> [TASK INSTRUCTIONS] Convert everything from the start of the rows up to and including the line that contains "xmin=173 ymin=108 xmax=201 ymax=121" into a Markdown table with the columns No. and Line. Number each line and leave out blank lines.

> [INFORMATION PROVIDED]
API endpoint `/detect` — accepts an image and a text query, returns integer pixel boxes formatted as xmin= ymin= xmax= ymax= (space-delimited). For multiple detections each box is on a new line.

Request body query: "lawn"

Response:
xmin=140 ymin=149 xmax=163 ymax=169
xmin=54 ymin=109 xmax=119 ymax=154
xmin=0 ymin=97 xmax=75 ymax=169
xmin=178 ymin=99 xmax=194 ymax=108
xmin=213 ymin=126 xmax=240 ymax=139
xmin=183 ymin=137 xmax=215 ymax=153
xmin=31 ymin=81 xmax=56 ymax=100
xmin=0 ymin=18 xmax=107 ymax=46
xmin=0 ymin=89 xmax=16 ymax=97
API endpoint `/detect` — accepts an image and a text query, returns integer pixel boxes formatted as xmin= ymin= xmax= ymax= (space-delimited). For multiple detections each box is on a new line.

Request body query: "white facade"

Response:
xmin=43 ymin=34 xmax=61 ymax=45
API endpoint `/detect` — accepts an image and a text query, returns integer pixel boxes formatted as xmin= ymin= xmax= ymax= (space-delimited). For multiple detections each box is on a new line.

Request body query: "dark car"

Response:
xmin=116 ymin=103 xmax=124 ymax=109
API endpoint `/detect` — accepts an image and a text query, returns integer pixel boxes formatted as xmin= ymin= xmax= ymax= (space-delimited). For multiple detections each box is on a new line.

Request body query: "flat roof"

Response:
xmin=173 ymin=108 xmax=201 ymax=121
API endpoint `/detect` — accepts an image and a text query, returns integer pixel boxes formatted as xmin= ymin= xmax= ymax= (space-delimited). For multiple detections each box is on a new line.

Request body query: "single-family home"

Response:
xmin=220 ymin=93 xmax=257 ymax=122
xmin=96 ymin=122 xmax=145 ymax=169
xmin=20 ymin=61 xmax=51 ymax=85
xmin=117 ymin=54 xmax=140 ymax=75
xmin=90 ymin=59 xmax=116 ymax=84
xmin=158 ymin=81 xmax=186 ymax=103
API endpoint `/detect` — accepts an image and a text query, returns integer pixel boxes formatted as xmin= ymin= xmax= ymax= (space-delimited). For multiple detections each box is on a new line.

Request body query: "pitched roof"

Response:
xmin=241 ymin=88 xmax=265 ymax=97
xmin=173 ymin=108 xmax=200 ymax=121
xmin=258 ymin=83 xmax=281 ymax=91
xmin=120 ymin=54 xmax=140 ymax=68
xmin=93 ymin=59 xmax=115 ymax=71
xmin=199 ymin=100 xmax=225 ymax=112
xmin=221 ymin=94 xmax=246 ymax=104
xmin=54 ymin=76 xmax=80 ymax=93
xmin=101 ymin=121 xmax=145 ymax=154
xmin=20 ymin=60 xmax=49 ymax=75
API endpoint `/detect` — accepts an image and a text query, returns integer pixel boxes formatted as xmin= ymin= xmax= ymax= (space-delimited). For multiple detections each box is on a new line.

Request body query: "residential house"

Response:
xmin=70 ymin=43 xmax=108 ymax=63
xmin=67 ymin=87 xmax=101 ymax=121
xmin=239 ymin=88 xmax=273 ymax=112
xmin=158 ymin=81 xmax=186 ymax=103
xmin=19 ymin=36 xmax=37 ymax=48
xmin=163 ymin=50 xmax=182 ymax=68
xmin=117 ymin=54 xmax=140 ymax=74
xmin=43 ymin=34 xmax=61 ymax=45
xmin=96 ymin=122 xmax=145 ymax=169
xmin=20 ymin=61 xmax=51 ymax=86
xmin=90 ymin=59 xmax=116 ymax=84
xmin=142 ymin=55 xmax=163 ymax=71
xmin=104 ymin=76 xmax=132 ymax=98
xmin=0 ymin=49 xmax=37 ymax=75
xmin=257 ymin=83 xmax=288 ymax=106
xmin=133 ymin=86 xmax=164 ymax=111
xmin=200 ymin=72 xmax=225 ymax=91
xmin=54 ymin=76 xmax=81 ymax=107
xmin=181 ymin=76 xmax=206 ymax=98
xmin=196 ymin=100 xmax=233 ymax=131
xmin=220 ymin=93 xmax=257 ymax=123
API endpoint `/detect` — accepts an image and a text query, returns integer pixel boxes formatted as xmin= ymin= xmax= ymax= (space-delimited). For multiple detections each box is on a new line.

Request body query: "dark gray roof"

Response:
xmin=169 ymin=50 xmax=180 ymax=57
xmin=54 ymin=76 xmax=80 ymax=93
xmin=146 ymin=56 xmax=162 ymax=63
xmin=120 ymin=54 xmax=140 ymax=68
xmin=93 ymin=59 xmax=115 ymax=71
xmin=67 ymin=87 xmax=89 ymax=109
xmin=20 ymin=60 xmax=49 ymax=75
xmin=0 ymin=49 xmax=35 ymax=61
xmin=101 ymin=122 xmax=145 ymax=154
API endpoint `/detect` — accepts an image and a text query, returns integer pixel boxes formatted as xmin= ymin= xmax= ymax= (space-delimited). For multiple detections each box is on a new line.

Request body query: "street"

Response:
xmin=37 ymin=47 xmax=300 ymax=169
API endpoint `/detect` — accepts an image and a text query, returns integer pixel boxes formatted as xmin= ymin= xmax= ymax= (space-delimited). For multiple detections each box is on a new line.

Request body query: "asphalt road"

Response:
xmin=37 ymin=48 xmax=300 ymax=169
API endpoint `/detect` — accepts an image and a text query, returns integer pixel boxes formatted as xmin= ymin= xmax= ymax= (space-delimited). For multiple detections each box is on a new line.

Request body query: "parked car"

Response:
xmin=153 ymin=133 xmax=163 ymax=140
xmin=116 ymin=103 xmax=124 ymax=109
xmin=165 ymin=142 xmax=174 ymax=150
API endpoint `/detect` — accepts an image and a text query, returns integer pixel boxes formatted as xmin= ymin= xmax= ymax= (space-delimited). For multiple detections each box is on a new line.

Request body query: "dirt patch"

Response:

> [WRITTEN SOLUTION]
| No. | Line |
|---|---|
| 1 | API endpoint `/detect` — accepts an image and a text query, returns integer pixel boxes formatted as xmin= ymin= xmax= ymax= (space-delimited). For multiple detections each box is on a new line. |
| 2 | Request body query: "lawn" |
| 3 | Response: |
| 4 | xmin=140 ymin=149 xmax=163 ymax=169 |
| 5 | xmin=54 ymin=109 xmax=119 ymax=154 |
| 6 | xmin=0 ymin=97 xmax=75 ymax=169 |
| 7 | xmin=178 ymin=99 xmax=194 ymax=108 |
| 8 | xmin=213 ymin=126 xmax=240 ymax=139 |
| 9 | xmin=183 ymin=137 xmax=215 ymax=153 |
| 10 | xmin=31 ymin=81 xmax=56 ymax=100 |
| 11 | xmin=0 ymin=18 xmax=107 ymax=46 |
| 12 | xmin=0 ymin=89 xmax=16 ymax=97 |
| 13 | API endpoint `/detect` — accepts an image and a text query, returns integer pixel boxes formatted as xmin= ymin= xmax= ymax= (space-delimited). For multiple detections each box is on a new line. |
| 14 | Request body query: "white facade" |
| 15 | Response: |
| 16 | xmin=43 ymin=34 xmax=61 ymax=45 |
| 17 | API endpoint `/detect` — accepts an image and a text query, returns integer pixel boxes formatted as xmin= ymin= xmax= ymax= (space-delimited). For multiple detections each box is on a new line. |
| 18 | Request body query: "dark car" |
| 19 | Response: |
| 20 | xmin=116 ymin=103 xmax=124 ymax=109 |
| 21 | API endpoint `/detect` — accepts an image and a text query, returns integer pixel boxes formatted as xmin= ymin= xmax= ymax= (space-delimited). For multiple detections each box is on a new line. |
| 22 | Request body query: "flat roof" |
| 23 | Response: |
| 24 | xmin=173 ymin=108 xmax=201 ymax=121 |